(Stored records)

▼▼▼

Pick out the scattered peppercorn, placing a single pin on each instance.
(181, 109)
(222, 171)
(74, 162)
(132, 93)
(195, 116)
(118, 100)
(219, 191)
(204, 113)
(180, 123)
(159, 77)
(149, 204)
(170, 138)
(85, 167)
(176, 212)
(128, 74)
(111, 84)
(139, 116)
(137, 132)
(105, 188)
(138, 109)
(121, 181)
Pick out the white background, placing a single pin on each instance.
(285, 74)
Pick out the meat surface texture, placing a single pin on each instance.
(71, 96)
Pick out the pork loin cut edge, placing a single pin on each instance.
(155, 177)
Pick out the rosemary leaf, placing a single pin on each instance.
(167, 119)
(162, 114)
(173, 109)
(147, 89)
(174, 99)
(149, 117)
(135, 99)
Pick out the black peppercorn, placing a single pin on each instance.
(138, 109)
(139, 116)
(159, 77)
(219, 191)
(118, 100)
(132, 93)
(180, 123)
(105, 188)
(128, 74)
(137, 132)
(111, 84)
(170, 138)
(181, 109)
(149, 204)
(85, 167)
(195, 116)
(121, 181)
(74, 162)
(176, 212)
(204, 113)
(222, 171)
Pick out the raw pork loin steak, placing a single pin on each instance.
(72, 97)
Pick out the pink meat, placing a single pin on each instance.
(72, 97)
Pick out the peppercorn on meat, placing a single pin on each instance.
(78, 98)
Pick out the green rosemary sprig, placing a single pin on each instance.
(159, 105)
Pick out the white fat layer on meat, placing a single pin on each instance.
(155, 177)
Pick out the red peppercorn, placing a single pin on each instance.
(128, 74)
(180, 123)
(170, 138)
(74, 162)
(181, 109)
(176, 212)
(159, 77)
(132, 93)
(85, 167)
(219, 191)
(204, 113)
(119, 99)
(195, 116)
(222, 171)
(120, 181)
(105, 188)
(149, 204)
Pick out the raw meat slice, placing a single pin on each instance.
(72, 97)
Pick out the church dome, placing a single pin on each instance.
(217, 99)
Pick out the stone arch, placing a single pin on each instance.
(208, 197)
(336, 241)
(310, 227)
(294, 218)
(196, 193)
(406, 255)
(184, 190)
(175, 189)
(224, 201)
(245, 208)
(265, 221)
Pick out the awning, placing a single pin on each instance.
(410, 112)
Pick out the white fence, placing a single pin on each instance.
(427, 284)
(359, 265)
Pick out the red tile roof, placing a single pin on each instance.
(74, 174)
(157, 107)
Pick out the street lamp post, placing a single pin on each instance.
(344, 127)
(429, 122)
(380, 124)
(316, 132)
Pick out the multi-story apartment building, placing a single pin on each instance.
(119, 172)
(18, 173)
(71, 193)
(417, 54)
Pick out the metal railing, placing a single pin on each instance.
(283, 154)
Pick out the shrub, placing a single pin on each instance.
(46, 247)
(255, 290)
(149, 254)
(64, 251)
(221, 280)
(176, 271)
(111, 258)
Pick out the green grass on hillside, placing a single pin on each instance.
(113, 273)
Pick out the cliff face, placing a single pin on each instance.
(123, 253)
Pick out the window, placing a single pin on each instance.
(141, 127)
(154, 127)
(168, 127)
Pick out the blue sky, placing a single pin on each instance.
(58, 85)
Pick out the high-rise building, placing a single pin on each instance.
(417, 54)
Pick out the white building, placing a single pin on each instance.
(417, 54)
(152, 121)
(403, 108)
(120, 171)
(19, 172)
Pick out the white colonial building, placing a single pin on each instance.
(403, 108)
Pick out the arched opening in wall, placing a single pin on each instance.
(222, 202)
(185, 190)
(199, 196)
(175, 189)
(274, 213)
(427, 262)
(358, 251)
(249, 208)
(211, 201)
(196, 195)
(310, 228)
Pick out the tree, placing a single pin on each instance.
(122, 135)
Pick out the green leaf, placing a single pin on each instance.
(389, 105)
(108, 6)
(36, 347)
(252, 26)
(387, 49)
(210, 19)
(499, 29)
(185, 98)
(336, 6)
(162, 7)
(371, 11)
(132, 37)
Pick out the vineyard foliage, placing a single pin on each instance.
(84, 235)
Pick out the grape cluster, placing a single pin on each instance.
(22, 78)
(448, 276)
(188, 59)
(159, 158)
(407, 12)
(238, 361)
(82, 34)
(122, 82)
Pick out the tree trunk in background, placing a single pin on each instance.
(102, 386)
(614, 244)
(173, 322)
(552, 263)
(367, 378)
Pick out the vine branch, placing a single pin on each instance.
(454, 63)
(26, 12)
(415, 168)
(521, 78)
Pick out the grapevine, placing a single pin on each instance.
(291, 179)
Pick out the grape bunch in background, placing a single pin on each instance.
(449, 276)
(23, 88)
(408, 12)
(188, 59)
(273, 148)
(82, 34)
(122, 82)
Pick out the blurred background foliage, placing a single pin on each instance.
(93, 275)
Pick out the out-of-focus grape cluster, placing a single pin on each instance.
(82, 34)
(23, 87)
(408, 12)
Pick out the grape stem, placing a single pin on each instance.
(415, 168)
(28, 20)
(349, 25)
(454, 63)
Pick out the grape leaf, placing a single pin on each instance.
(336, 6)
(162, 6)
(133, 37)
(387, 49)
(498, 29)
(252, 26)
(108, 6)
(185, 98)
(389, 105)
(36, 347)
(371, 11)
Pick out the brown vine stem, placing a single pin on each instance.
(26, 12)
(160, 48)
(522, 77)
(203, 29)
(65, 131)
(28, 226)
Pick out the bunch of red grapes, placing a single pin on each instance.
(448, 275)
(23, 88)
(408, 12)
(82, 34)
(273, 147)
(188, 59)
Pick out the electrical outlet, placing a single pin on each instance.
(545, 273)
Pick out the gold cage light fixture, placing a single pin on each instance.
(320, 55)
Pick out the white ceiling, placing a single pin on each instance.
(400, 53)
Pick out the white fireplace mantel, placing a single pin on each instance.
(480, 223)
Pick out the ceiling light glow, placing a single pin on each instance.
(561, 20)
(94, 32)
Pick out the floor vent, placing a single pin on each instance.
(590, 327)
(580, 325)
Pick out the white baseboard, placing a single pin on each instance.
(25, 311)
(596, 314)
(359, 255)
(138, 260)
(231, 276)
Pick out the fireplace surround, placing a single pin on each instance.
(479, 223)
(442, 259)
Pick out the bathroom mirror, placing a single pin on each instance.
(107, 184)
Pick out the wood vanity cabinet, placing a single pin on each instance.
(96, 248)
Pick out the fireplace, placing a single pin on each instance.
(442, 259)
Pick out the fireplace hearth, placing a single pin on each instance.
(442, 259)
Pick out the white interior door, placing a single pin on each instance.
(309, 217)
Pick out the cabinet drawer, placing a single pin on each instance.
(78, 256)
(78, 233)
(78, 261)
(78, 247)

▲▲▲

• What you should do:
The data above should be output exactly, with each line intact.

• Reply:
Pick out the scattered peppercorn, placing a single pin on each instance.
(181, 109)
(222, 171)
(74, 162)
(132, 93)
(195, 116)
(118, 100)
(219, 191)
(204, 113)
(180, 123)
(159, 77)
(149, 204)
(170, 138)
(85, 167)
(176, 212)
(128, 74)
(111, 84)
(139, 116)
(137, 132)
(105, 188)
(138, 109)
(121, 181)
Pick out the white background, placing a single pin on each instance.
(285, 74)
Pick out the meat surface texture, placing a single pin on each instance.
(71, 96)
Pick out the pork loin cut edge, placing a single pin on each instance.
(155, 177)
Pick out the rosemary leaf, placing a single pin on each instance.
(167, 119)
(162, 114)
(173, 109)
(147, 89)
(174, 99)
(149, 117)
(135, 99)
Pick out the black peppercorn, placing a single pin on each instance.
(138, 109)
(139, 116)
(159, 77)
(219, 191)
(118, 100)
(132, 93)
(180, 123)
(105, 188)
(128, 74)
(137, 132)
(111, 84)
(170, 138)
(181, 109)
(149, 204)
(85, 167)
(195, 116)
(121, 181)
(74, 162)
(176, 212)
(204, 113)
(222, 171)
Pick out the raw pork loin steak, placing a single pin on each instance.
(72, 97)
Pick out the pink meat, placing a single pin on each instance.
(72, 97)
Pick out the peppercorn on meat, placing a single pin on each instance.
(78, 98)
Pick out the green rosemary sprig, placing a single pin on each instance.
(159, 105)
Pick out the white fat layer on meat, placing a single pin on each instance.
(155, 177)
Pick out the red peppercorn, placing a single pin on each instance.
(128, 74)
(180, 123)
(170, 138)
(74, 162)
(181, 109)
(176, 212)
(159, 77)
(132, 93)
(85, 167)
(219, 191)
(204, 113)
(119, 99)
(195, 116)
(222, 171)
(120, 181)
(105, 188)
(149, 204)
Pick out the raw meat slice, placing a single pin on each instance.
(72, 97)
Pick out the church dome, placing a single pin on each instance.
(217, 99)
Pick out the stone arch, placing a single pin on each instance.
(208, 197)
(336, 241)
(310, 227)
(294, 218)
(196, 193)
(406, 255)
(184, 190)
(175, 189)
(224, 201)
(245, 208)
(265, 221)
Pick out the awning, placing a single pin on each instance.
(410, 112)
Pick out the white fence, placing a single pin on each instance.
(427, 284)
(359, 265)
Pick out the red tile roof, placing a single pin on each instance.
(74, 174)
(157, 107)
Pick out the street lamp post, placing a single pin on each instance.
(344, 127)
(429, 122)
(380, 124)
(316, 132)
Pick out the multi-story apartment building, placing a single pin on each instance.
(119, 172)
(18, 173)
(71, 193)
(417, 54)
Pick out the metal railing, placing a single pin on each instance.
(283, 154)
Pick out the shrub, placing a single pin on each instance.
(46, 247)
(255, 290)
(149, 254)
(64, 251)
(221, 280)
(176, 271)
(111, 258)
Pick out the green grass on hillside, placing a single pin on each instance.
(113, 273)
Pick out the cliff face, placing a single pin on each instance.
(123, 253)
Pick out the window, placing a single pin on each instance.
(141, 127)
(154, 127)
(168, 127)
Pick out the blue sky, placing a single pin on each instance.
(58, 85)
Pick out the high-rise building, placing a single pin on each instance.
(417, 54)
Pick out the white building, placing a single pin on each instance.
(417, 54)
(152, 121)
(403, 108)
(120, 171)
(19, 172)
Pick out the white colonial building, placing a single pin on each instance.
(403, 108)
Pick out the arched opening in wall, placing a single pin on each instance.
(222, 202)
(185, 190)
(199, 196)
(175, 189)
(274, 213)
(427, 262)
(358, 251)
(249, 208)
(211, 201)
(196, 195)
(310, 228)
Pick out the tree, placing a single pin on each instance.
(122, 135)
Pick out the green leaf, placing a single pin on each instance.
(389, 105)
(108, 6)
(36, 347)
(252, 26)
(387, 49)
(210, 19)
(499, 29)
(185, 98)
(336, 6)
(162, 7)
(371, 11)
(132, 37)
Pick out the vineyard foliage, placing a single pin on each instance.
(84, 235)
Pick out the grape cluster, placing a single pin on each instance.
(22, 78)
(448, 276)
(188, 59)
(159, 158)
(407, 12)
(238, 361)
(82, 34)
(122, 82)
Pick out the tree trunk in background, placing a single pin on each instance.
(102, 386)
(614, 244)
(173, 322)
(552, 263)
(367, 378)
Pick out the vine branch, placing a single pin on each instance.
(454, 63)
(26, 12)
(415, 168)
(521, 78)
Pick out the grapevine, placing a single pin on each instance.
(291, 179)
Pick out the grape bunch in background, placing a single pin on each instance.
(449, 276)
(23, 88)
(408, 12)
(188, 59)
(273, 148)
(82, 34)
(122, 82)
Pick out the blurred background foliage, placing a single pin on each instance.
(93, 275)
Pick out the out-of-focus grape cluster, placing a single pin on each instance.
(82, 34)
(23, 87)
(408, 12)
Pick out the grape stem, placing a single pin on each instance.
(415, 168)
(28, 20)
(349, 25)
(454, 63)
Pick out the grape leaf, placing a single pin on each instance.
(336, 6)
(162, 6)
(133, 37)
(387, 49)
(498, 29)
(252, 26)
(108, 6)
(185, 98)
(389, 105)
(36, 347)
(371, 11)
Pick out the brown vine stem, placing a single pin on each instance.
(26, 12)
(160, 48)
(522, 77)
(203, 29)
(65, 131)
(28, 226)
Pick out the bunch of red grapes, placing a single pin on each instance.
(448, 275)
(23, 88)
(408, 12)
(82, 34)
(273, 147)
(188, 59)
Pick out the electrical outlet, placing a single pin on each instance.
(545, 273)
Pick out the gold cage light fixture, placing a single pin on each instance.
(320, 55)
Pick out the white ceiling, placing a single pin on each instance.
(400, 53)
Pick out the white fireplace mantel, placing a single pin on each instance.
(480, 223)
Pick out the ceiling light glow, placing a single pin on each instance.
(561, 20)
(94, 32)
Pick out the floor vent, placing a single pin on each instance.
(590, 327)
(580, 325)
Pick out the white baseboard, placing a single pin on each instance.
(25, 311)
(596, 314)
(359, 255)
(138, 260)
(231, 276)
Pick out the fireplace surround, placing a single pin on each instance.
(479, 223)
(442, 259)
Pick out the bathroom mirror, placing a single pin on each instance.
(107, 184)
Pick out the wood vanity cabinet, placing a single pin on each instance.
(96, 248)
Pick out the fireplace, placing a single pin on each instance.
(442, 259)
Pick out the fireplace hearth, placing a single pin on each instance.
(442, 259)
Pick out the white interior door, placing a single pin on each instance.
(309, 217)
Pick out the cabinet drawer, placing a single pin on each instance.
(78, 256)
(78, 233)
(78, 261)
(78, 247)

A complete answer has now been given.